ТЕКСТ –
★ ★ ★ ★ ★ ★ ★

### Инициализация пайплайна
Установим библиотеки из файла requirements, kaggle api и фреймворк PyTorch

In [None]:
!pip install -q -r requirements.txt
!pip install --upgrade --force-reinstall --no-deps kaggle
!pip install torch==1.7.1+cu101 torchvision==0.8.2+cu101 -f https://download.pytorch.org/whl/torch_stable.html#%%

Подключим необходимые для работы библиотеки

In [1]:
import os
import random
import numpy as np
import pandas as pd

import cv2
import matplotlib.pyplot as plt
import matplotlib.pylab as pylab

from sklearn.model_selection import train_test_split
from sklearn.preprocessing import LabelEncoder
from sklearn.metrics import accuracy_score, f1_score

import torch
import torchvision
import albumentations
from albumentations import pytorch as AT

Скачаем и распакуем в папку ./data

In [None]:
# !kaggle competitions download -c nornikel-ore-contamination-detection
# !cp nornikel-ore-contamination-detection.zip ./data/nornikel-ore-contamination-detection.zip
# os.chdir('./data/')

★ ★ ★ ★ ★ ★ ★

ЛИСТИНГ –
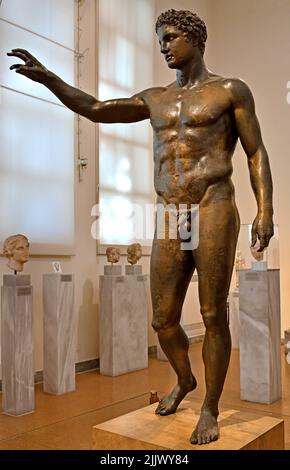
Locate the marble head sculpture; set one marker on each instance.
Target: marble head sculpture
(113, 254)
(258, 255)
(16, 249)
(134, 253)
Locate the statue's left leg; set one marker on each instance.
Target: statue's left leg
(214, 258)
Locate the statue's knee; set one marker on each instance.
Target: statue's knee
(163, 321)
(209, 317)
(215, 319)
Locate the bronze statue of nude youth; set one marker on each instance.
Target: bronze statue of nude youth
(197, 121)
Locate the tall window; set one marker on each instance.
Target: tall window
(36, 130)
(125, 151)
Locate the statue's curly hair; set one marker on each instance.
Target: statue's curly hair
(187, 22)
(11, 242)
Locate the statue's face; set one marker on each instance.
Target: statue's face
(21, 251)
(177, 50)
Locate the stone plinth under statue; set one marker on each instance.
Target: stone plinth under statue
(58, 333)
(144, 430)
(260, 333)
(123, 324)
(17, 345)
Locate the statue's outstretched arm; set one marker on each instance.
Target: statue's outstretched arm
(118, 110)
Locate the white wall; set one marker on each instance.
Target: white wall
(251, 40)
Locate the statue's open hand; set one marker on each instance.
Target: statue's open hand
(263, 229)
(32, 68)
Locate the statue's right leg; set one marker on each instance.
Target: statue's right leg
(171, 271)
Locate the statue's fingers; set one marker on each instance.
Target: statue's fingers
(254, 236)
(22, 69)
(25, 53)
(15, 66)
(263, 242)
(23, 57)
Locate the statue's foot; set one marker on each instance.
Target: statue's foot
(206, 429)
(170, 402)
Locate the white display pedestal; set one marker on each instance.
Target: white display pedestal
(17, 345)
(234, 321)
(123, 324)
(58, 334)
(260, 332)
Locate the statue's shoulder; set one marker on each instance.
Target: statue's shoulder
(237, 89)
(151, 92)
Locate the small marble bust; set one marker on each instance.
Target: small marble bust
(16, 249)
(134, 253)
(258, 255)
(113, 254)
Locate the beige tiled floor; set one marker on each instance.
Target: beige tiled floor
(65, 422)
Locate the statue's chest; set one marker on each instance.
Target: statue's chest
(192, 109)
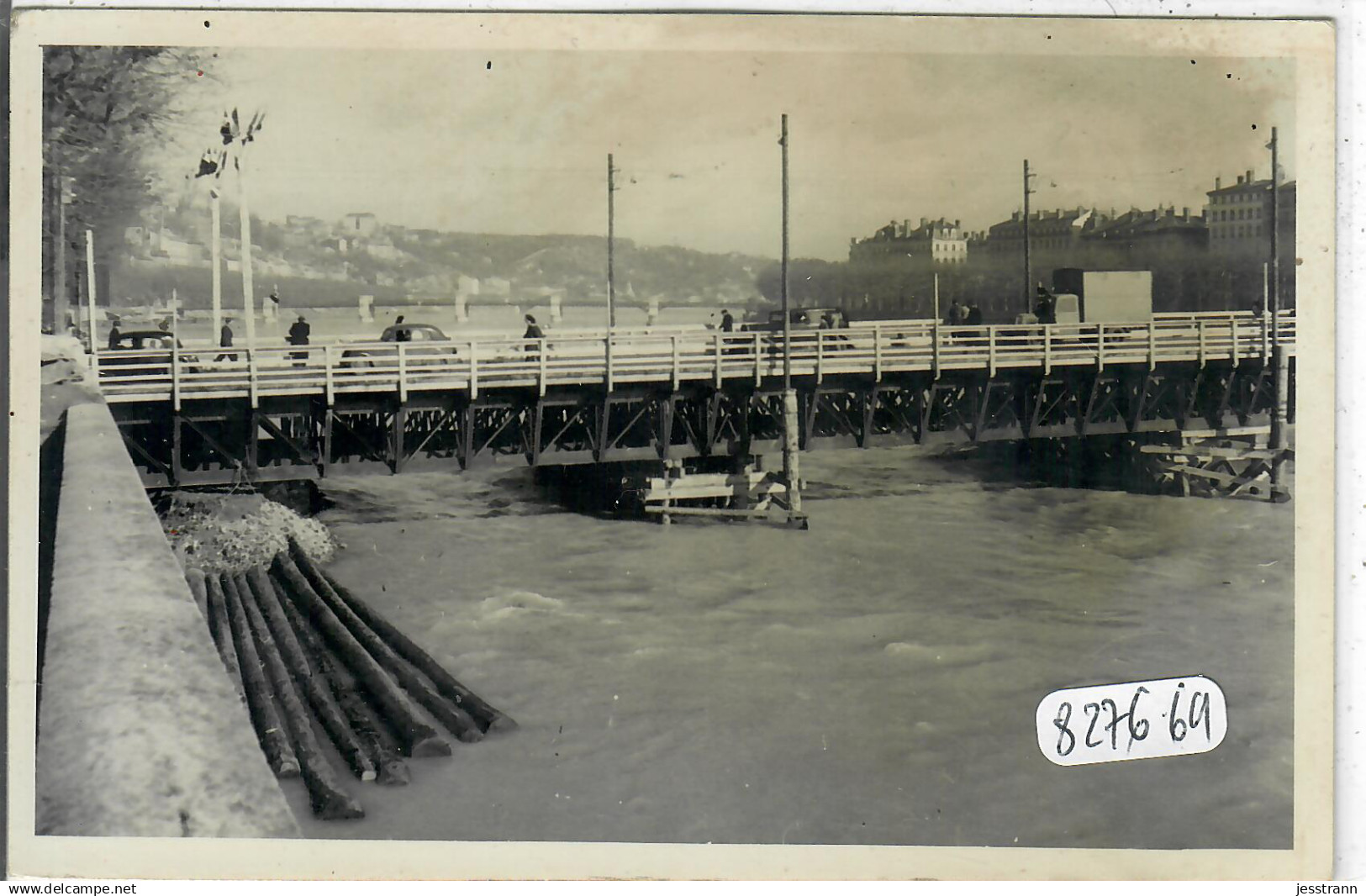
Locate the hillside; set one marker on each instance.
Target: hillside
(399, 266)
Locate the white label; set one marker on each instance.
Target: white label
(1141, 720)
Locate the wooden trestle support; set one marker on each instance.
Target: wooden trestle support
(303, 437)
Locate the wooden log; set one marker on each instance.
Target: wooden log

★ ★ ★ ★ ★ ★ ★

ЧТО ТРЕБУЕТСЯ –
Пожалуйста, выведите весь текст полностью и слово в слово.

РЕЗУЛЬТАТ –
### Инициализация пайплайна
Установим библиотеки из файла requirements, kaggle api и фреймворк PyTorch

In [None]:
!pip install -q -r requirements.txt
!pip install --upgrade --force-reinstall --no-deps kaggle
!pip install torch==1.7.1+cu101 torchvision==0.8.2+cu101 -f https://download.pytorch.org/whl/torch_stable.html#%%

Подключим необходимые для работы библиотеки

In [1]:
import os
import random
import numpy as np
import pandas as pd

import cv2
import matplotlib.pyplot as plt
import matplotlib.pylab as pylab

from sklearn.model_selection import train_test_split
from sklearn.preprocessing import LabelEncoder
from sklearn.metrics import accuracy_score, f1_score

import torch
import torchvision
import albumentations
from albumentations import pytorch as AT

Скачаем и распакуем в папку ./data

In [None]:
# !kaggle competitions download -c nornikel-ore-contamination-detection
# !cp nornikel-ore-contamination-detection.zip ./data/nornikel-ore-contamination-detection.zip
# os.chdir('./data/')